- Directive
Format the lines of the items below as a JSON list of strings, one string per line and blank lines omitted, starting with the line that contains "Where can the smile" and running through the end of the items, both ends included.

- Entries provided
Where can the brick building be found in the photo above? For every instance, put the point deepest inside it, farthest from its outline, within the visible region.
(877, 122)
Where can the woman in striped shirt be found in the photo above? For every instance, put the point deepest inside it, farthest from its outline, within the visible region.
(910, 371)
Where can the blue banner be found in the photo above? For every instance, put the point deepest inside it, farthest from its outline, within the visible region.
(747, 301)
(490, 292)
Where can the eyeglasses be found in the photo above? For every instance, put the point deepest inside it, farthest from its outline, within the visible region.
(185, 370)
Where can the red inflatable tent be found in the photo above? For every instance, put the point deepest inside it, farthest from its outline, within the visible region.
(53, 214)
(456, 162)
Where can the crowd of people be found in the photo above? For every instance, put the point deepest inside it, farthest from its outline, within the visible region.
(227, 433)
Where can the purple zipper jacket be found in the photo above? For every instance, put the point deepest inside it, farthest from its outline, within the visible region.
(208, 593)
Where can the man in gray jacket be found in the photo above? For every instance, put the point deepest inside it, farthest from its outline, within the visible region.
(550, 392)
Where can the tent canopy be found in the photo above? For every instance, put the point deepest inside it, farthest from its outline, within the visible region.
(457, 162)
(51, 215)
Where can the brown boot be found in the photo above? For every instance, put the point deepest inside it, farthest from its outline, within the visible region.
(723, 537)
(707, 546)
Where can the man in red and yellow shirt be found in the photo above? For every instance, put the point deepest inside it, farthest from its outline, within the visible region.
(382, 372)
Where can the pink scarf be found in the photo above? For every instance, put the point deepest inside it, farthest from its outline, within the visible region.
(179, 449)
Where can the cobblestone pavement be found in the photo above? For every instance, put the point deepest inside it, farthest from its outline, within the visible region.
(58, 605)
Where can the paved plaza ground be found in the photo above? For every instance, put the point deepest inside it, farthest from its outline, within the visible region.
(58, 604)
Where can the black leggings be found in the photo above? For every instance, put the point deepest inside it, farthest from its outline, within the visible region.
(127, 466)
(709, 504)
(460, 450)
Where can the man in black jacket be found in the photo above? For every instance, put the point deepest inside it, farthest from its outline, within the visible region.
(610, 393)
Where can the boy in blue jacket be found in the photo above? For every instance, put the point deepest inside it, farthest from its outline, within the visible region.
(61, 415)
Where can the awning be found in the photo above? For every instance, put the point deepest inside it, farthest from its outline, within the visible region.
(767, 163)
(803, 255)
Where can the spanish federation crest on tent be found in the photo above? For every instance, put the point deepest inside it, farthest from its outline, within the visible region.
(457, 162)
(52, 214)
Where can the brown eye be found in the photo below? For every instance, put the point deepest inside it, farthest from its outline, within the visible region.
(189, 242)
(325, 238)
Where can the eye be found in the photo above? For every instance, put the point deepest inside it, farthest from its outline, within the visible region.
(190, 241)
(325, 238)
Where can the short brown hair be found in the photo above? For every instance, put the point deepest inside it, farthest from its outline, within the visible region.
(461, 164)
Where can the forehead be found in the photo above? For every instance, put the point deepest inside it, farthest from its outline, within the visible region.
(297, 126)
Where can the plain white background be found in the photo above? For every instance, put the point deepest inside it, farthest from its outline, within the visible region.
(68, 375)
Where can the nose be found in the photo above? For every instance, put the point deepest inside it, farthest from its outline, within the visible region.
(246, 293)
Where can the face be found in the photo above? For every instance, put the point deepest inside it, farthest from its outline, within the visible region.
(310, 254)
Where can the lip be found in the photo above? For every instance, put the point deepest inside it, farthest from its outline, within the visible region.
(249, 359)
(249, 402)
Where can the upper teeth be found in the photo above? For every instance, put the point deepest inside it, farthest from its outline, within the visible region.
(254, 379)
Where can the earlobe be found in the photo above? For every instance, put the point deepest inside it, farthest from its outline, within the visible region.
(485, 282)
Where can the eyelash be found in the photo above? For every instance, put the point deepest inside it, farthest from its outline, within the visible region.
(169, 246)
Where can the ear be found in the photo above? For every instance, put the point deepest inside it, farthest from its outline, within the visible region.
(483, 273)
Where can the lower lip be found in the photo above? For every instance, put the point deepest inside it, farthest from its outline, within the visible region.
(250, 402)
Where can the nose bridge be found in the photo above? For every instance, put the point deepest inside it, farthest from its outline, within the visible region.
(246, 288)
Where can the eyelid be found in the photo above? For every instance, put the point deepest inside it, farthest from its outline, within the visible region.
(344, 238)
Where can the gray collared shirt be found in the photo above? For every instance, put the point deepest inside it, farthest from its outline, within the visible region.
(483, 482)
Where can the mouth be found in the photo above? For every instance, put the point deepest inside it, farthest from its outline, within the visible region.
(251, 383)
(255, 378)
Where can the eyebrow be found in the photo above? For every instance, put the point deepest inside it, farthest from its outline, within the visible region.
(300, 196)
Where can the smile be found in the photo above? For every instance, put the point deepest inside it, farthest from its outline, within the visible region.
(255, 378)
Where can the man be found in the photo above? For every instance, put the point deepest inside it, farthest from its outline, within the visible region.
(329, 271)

- Exercise response
[
  "Where can the smile be found in the photo above? For every instance, put the point deepest inside it, farthest from its outline, within the visible region.",
  "(255, 378)",
  "Where can the man be found in the photo above? For every instance, put the point deepest inside it, farthest from its outline, within the visible region.",
  "(329, 271)"
]